Task goal → Please copy each line below that contains the string "after".

Stored records:
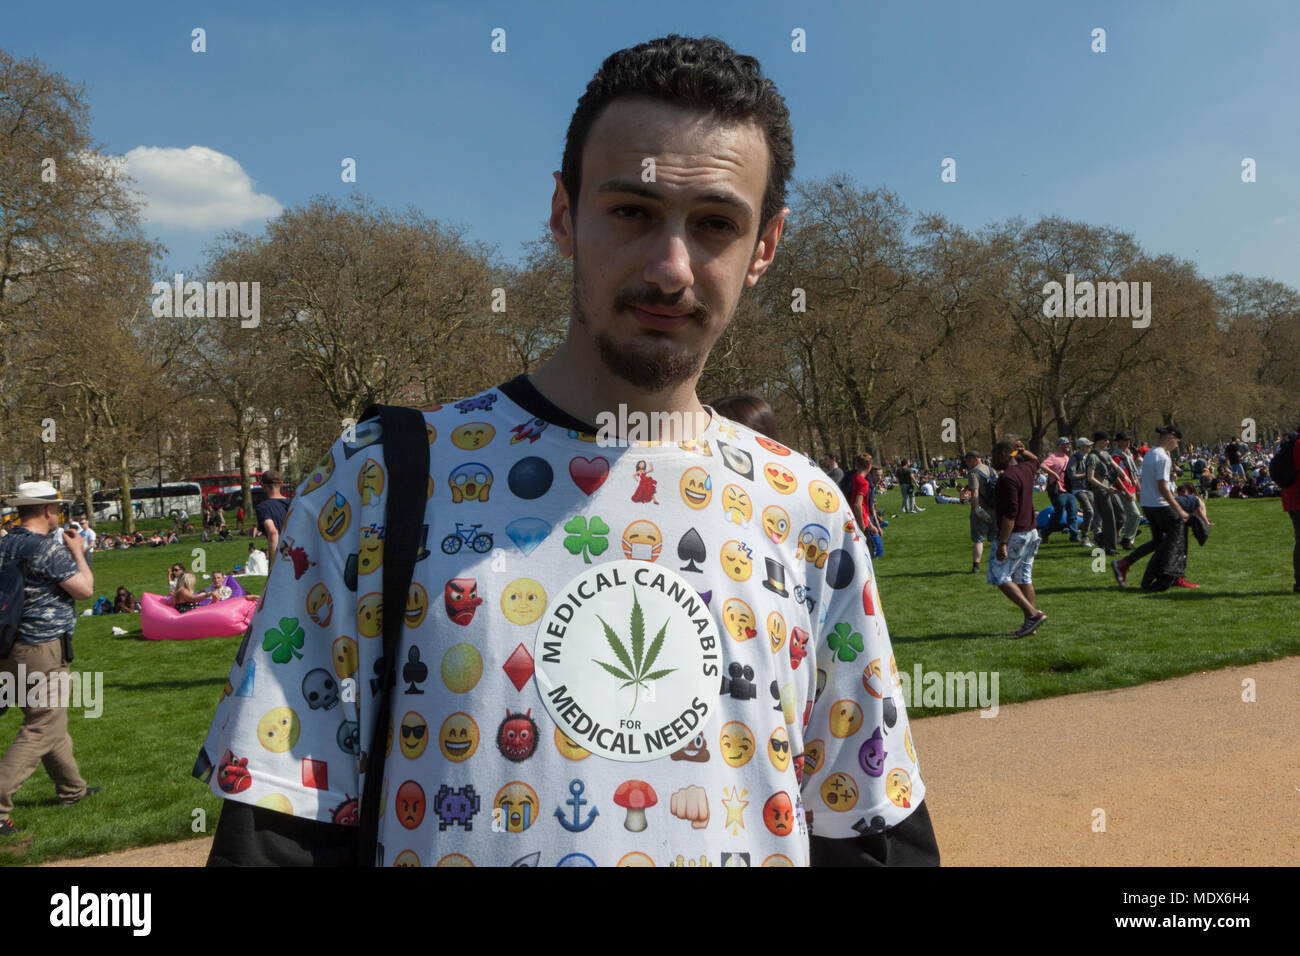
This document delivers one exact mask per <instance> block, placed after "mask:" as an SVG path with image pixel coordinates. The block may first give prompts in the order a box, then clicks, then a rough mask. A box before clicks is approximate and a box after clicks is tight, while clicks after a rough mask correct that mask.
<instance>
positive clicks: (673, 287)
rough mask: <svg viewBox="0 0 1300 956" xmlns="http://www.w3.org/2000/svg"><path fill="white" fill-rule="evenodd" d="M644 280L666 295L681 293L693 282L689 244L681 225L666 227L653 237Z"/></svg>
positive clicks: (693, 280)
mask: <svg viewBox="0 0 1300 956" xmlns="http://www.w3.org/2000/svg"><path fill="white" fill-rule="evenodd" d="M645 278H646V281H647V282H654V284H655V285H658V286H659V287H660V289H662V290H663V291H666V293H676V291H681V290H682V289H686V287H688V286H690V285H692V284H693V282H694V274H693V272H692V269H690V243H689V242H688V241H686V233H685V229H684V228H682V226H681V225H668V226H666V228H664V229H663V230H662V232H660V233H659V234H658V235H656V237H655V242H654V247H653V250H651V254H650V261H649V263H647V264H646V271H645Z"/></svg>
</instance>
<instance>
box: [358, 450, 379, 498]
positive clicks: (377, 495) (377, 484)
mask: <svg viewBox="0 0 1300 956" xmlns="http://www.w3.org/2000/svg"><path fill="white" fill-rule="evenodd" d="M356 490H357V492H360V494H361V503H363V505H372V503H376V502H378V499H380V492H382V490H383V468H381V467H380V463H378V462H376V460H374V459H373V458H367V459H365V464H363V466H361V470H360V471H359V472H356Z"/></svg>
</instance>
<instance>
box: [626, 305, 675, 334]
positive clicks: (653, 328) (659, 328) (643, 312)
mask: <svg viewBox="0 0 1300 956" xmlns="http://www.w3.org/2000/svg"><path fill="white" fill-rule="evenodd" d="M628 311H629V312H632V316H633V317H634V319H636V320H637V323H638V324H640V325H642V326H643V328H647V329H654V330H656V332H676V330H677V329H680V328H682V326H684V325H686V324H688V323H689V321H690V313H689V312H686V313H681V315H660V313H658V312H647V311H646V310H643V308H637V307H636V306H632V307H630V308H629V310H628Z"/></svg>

--

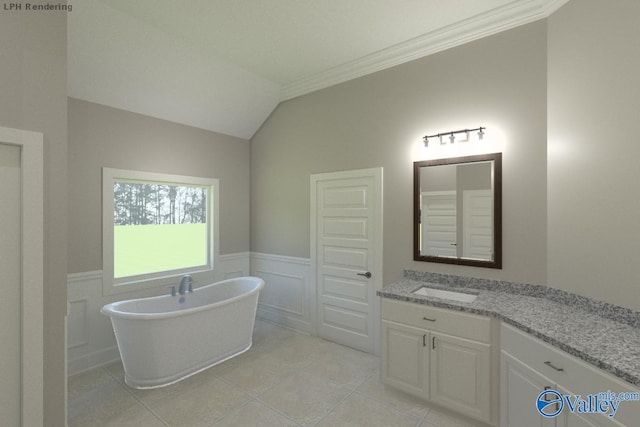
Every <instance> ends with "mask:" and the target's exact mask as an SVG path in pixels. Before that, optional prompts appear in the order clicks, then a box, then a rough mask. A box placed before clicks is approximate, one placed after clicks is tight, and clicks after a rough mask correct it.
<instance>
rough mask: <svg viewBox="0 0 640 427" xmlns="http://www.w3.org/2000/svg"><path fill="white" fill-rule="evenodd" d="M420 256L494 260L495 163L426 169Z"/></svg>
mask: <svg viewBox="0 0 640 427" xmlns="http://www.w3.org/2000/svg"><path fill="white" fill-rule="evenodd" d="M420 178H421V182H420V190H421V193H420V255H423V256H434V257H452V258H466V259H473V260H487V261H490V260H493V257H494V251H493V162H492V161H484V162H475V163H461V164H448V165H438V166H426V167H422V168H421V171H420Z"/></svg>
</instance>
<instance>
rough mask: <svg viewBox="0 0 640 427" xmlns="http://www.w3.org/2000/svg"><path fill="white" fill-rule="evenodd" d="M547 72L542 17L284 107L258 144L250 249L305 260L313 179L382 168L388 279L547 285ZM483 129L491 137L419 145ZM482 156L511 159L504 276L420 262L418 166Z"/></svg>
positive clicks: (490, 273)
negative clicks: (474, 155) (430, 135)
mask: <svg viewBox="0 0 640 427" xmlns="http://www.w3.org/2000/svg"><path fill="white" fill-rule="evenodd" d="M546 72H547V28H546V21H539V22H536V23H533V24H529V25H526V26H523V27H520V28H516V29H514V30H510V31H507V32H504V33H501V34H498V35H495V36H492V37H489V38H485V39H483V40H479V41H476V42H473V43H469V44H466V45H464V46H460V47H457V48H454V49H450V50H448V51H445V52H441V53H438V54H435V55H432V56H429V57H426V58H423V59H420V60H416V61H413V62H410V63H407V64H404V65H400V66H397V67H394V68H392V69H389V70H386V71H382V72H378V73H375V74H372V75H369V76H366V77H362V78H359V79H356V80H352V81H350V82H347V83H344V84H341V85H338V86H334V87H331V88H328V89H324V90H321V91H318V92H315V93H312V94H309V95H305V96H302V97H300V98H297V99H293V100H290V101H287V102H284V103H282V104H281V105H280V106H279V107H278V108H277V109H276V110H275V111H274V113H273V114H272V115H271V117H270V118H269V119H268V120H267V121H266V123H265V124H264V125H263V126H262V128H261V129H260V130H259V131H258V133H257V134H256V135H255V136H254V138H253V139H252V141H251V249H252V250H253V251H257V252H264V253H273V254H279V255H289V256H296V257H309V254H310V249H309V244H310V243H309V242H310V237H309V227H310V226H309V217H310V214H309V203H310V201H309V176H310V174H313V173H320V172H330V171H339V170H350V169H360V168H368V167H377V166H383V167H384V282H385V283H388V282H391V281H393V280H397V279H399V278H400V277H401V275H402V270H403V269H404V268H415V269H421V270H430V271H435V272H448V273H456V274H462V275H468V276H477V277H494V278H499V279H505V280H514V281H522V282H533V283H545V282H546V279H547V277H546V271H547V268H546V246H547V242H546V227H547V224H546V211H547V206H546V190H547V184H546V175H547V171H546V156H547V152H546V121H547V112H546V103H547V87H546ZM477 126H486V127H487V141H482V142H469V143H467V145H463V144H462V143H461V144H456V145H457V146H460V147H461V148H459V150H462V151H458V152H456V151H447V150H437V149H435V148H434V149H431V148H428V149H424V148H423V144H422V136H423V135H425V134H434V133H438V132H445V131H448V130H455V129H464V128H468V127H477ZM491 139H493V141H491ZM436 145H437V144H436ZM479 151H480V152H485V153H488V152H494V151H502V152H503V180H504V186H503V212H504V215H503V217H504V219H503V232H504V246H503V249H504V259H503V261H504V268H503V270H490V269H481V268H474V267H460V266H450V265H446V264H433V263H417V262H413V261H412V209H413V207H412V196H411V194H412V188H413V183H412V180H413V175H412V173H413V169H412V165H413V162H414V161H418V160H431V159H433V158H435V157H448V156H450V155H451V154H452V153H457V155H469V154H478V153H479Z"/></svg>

Exercise solution →
This document delivers one exact mask per <instance> block, placed after "mask:" as an SVG path with image pixel coordinates. The block may first give prompts in the order a box, then clicks, then a rough mask. A box before clicks is approximate and a box after clicks is tight, while clicks after a rough mask correct that mask.
Every <instance> ends with "mask:" and the target's exact mask as an SVG path in pixels. Before that, optional prompts appear in the order clicks, then a box, then a rough mask. A box placed before clicks is approximate, one placed after clicks is tight, and clicks after a rough mask correct it.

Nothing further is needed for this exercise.